REQUIRED TASK 1:
Reproduce the forum thread about meeting locals and finding a rugby club in Wellington word for word.
REQUIRED TASK 2:
Please edit the part of the listing that opens with the line containing "Note: mark the young" and closes at the end of the listing, replacing "t-shirt sleeve" with "shirt sleeve" and keeping all else the same. Return only that part.
begin DOCUMENT SECTION
# Locals that I can meet up with in Wellington and a local rugby club



## Birney (Nov 29, 2012)

Hey my names mark just moved from Scotland ,I am 22 and don't know a lot of people ,so would like to meet up with people that are in the same boat and maybe get a few beers  also I missing playing rugby at the moment and really want to play so if you know some local clubs that I won't need to drive to that would be handy as well 

Cheers


----------



## escapedtonz (Apr 6, 2012)

Birney said:


> Hey my names mark just moved from Scotland ,I am 22 and don't know a lot of people ,so would like to meet up with people that are in the same boat and maybe get a few beers  also I missing playing rugby at the moment and really want to play so if you know some local clubs that I won't need to drive to that would be handy as well
> 
> Cheers


Hey Mark,
Welcome to Welly.
Whereabouts have you based yourself ?
Sorry not available to often for a beer as I have a toddler, a wife and work !!!
Do get out every now and again tho. Trying to organise a Christmas beer session in town with a few mates maybe 21st but not firmed up yet. Will post when I get summat sorted.
Into golf myself and watching rugby - not playing oh and motorbike.
Just ask away if there's owt u need to know in Welly. We've been here 10 months.
Cheers
Chris


----------



## Birney (Nov 29, 2012)
end DOCUMENT SECTION
begin RECORDS FOR PROCESSING
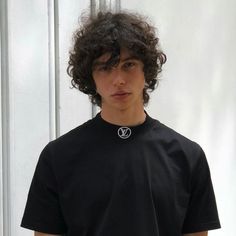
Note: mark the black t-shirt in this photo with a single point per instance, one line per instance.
(91, 182)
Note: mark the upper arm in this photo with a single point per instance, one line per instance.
(205, 233)
(43, 234)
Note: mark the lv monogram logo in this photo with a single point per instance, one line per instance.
(124, 132)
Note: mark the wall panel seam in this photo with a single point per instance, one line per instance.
(51, 75)
(57, 67)
(5, 107)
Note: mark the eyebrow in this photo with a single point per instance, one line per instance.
(101, 63)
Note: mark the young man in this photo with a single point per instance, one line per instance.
(121, 173)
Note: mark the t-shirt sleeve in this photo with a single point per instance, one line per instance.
(202, 214)
(43, 211)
end RECORDS FOR PROCESSING
RIGHT ANSWER 1:
# Locals that I can meet up with in Wellington and a local rugby club



## Birney (Nov 29, 2012)

Hey my names mark just moved from Scotland ,I am 22 and don't know a lot of people ,so would like to meet up with people that are in the same boat and maybe get a few beers  also I missing playing rugby at the moment and really want to play so if you know some local clubs that I won't need to drive to that would be handy as well 

Cheers


----------



## escapedtonz (Apr 6, 2012)

Birney said:


> Hey my names mark just moved from Scotland ,I am 22 and don't know a lot of people ,so would like to meet up with people that are in the same boat and maybe get a few beers  also I missing playing rugby at the moment and really want to play so if you know some local clubs that I won't need to drive to that would be handy as well
> 
> Cheers


Hey Mark,
Welcome to Welly.
Whereabouts have you based yourself ?
Sorry not available to often for a beer as I have a toddler, a wife and work !!!
Do get out every now and again tho. Trying to organise a Christmas beer session in town with a few mates maybe 21st but not firmed up yet. Will post when I get summat sorted.
Into golf myself and watching rugby - not playing oh and motorbike.
Just ask away if there's owt u need to know in Welly. We've been here 10 months.
Cheers
Chris


----------



## Birney (Nov 29, 2012)

RIGHT ANSWER 2:
Note: mark the young man in this photo with a single point per instance, one line per instance.
(121, 173)
Note: mark the shirt sleeve in this photo with a single point per instance, one line per instance.
(202, 214)
(43, 211)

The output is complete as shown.